**TASK PROMPT**: Reproduce the listing below word for word, but omit the pictures.

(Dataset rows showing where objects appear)
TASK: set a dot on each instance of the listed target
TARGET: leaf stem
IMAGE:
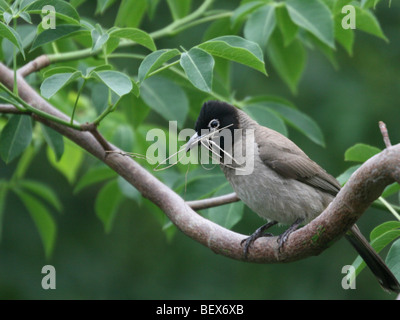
(15, 88)
(390, 208)
(37, 112)
(163, 68)
(168, 30)
(110, 108)
(76, 101)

**TASK SOLUTION**:
TASK: set a dot on each instance of the listed target
TARGET: leaf stem
IMAGE:
(15, 88)
(390, 208)
(37, 112)
(163, 68)
(168, 30)
(110, 108)
(76, 101)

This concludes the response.